§ The exercise
Pick out every line in the material below that contains the string "wall", treating uppercase and lowercase as different.

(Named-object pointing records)
___

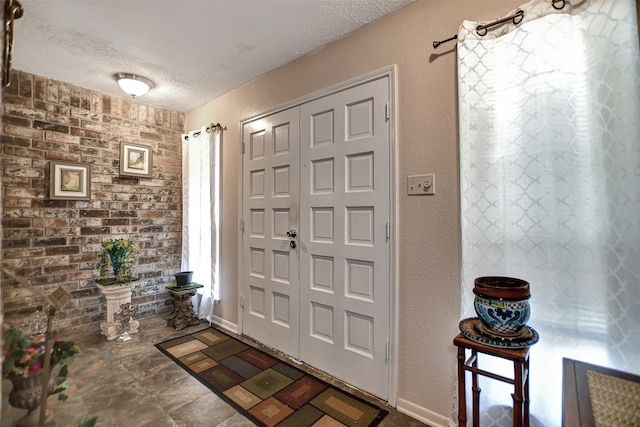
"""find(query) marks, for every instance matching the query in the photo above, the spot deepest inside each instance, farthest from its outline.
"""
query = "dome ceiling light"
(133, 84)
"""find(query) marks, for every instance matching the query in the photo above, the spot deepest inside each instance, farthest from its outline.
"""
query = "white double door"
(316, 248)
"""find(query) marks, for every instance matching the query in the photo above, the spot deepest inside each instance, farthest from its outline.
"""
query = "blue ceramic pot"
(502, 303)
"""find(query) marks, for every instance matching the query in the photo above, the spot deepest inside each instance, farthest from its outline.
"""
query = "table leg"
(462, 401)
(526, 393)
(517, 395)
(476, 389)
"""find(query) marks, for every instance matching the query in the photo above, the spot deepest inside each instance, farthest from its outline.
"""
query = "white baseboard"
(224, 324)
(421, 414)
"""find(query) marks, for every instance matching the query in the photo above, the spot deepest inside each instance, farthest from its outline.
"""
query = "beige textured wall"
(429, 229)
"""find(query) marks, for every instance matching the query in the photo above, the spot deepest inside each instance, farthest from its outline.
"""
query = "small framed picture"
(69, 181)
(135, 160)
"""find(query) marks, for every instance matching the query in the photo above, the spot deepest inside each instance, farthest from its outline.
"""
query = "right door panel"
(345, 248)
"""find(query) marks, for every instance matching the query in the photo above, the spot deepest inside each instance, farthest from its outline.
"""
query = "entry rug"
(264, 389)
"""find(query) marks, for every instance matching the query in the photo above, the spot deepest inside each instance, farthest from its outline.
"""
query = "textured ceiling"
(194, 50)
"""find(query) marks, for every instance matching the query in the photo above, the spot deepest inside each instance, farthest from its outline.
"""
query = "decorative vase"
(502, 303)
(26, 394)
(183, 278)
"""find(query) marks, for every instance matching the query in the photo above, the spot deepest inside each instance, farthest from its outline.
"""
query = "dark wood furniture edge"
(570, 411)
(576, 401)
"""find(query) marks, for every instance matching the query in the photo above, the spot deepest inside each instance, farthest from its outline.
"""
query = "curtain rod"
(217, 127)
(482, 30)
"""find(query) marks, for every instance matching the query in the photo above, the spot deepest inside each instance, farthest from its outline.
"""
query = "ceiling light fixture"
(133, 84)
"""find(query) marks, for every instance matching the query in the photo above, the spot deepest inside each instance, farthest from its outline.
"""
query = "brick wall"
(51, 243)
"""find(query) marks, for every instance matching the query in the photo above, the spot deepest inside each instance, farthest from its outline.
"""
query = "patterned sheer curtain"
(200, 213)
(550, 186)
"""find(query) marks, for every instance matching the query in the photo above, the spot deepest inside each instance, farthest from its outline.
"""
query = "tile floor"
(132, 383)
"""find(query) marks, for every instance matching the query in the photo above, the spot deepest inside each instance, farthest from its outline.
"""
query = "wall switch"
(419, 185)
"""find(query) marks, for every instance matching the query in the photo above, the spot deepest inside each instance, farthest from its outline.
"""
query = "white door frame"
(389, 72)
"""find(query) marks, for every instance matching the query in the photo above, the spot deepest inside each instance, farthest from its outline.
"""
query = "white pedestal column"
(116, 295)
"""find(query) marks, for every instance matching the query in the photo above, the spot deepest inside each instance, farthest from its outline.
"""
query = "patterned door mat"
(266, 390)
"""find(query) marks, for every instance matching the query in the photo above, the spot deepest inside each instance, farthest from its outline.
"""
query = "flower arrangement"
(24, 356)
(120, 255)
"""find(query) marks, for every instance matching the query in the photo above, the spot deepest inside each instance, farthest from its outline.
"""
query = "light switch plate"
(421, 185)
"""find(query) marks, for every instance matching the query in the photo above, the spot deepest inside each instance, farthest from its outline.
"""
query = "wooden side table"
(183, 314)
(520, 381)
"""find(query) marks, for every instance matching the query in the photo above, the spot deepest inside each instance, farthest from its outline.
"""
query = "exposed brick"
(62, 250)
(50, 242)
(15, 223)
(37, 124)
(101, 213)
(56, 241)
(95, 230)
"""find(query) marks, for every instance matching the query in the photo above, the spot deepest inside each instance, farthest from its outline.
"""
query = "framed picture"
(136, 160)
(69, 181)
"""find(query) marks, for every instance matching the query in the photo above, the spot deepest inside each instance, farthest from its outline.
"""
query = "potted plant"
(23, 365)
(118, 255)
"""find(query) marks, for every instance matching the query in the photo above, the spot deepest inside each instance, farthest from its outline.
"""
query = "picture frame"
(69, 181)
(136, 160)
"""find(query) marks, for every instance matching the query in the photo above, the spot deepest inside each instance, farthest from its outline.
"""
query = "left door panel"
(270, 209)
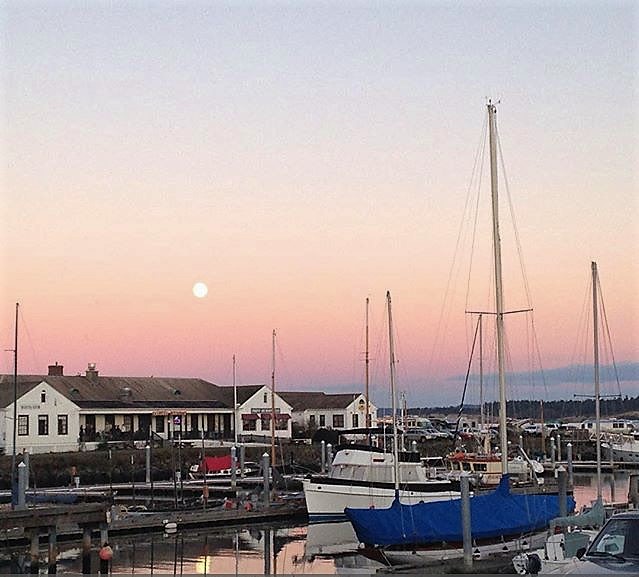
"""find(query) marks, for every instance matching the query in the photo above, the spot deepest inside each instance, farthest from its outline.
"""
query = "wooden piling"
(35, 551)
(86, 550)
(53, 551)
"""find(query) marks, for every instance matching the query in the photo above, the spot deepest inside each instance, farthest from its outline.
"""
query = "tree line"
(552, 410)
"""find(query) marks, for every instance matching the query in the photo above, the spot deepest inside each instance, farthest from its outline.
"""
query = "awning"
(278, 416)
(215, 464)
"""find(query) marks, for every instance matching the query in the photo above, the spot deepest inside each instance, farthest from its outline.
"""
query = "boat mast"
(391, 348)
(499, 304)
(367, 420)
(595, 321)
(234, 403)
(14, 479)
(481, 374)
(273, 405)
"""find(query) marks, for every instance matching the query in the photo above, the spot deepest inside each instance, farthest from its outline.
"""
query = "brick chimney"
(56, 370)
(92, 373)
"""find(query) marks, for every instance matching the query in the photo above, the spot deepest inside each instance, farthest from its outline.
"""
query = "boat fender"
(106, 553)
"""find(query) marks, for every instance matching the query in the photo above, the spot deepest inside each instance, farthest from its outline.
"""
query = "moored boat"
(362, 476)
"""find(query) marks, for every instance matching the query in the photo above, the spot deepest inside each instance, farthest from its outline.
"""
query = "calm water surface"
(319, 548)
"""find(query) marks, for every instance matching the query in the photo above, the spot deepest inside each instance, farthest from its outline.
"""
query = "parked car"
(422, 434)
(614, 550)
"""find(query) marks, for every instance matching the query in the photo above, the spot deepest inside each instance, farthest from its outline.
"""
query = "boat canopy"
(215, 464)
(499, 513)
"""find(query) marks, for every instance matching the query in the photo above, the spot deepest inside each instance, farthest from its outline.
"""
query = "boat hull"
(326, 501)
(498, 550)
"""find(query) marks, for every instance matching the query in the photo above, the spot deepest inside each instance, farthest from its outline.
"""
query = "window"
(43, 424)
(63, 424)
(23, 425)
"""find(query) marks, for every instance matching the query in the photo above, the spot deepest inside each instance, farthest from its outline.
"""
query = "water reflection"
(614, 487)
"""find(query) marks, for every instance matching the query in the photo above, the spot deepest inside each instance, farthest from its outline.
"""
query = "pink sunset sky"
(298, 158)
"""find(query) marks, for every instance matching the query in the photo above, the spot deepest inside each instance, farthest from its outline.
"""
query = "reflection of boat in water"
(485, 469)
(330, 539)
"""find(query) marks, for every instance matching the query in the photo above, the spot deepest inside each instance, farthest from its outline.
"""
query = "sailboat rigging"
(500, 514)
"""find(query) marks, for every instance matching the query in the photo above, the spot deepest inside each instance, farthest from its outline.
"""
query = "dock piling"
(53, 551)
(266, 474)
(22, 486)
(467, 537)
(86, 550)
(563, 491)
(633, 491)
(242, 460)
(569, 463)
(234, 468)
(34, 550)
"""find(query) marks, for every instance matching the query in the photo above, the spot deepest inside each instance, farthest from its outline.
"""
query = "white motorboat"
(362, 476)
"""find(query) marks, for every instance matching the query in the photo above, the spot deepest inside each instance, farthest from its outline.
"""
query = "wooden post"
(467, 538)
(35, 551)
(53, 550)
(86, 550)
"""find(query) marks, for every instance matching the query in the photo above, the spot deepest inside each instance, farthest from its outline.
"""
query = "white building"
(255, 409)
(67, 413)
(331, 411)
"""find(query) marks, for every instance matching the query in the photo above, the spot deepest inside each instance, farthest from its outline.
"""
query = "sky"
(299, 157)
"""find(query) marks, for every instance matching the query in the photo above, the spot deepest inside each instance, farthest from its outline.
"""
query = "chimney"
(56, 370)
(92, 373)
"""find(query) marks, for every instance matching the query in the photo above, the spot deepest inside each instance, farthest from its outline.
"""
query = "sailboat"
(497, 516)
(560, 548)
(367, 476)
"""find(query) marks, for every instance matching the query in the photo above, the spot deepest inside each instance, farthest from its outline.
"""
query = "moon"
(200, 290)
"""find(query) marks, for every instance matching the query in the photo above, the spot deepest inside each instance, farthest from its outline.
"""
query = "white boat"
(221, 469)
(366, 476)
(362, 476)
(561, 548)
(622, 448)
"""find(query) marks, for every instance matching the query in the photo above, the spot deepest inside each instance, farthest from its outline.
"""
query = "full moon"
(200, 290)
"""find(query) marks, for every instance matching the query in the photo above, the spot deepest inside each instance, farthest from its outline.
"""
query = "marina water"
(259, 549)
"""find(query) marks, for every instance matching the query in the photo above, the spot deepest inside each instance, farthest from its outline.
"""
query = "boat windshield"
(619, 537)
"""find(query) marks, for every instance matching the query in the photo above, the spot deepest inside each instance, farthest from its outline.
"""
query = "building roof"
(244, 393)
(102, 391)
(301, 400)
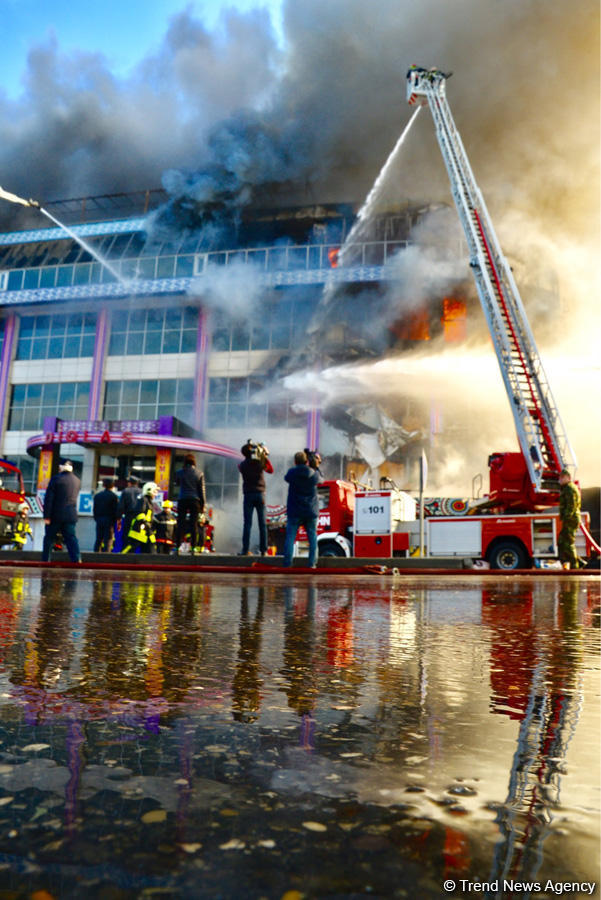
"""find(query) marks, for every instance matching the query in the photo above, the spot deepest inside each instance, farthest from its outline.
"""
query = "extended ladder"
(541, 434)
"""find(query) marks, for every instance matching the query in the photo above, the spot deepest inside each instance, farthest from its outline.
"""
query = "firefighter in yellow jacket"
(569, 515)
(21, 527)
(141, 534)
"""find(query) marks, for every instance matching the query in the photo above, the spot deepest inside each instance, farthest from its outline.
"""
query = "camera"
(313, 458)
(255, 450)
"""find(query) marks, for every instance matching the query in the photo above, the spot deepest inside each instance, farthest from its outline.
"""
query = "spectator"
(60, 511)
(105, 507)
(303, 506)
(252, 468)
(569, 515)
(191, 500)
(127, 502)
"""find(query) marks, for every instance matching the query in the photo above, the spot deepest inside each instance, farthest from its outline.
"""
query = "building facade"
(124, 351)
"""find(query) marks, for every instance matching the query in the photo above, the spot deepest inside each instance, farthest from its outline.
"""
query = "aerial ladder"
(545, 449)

___

§ Exercise solution
query = "beige textured wall"
query = "brick wall"
query = "wall switch"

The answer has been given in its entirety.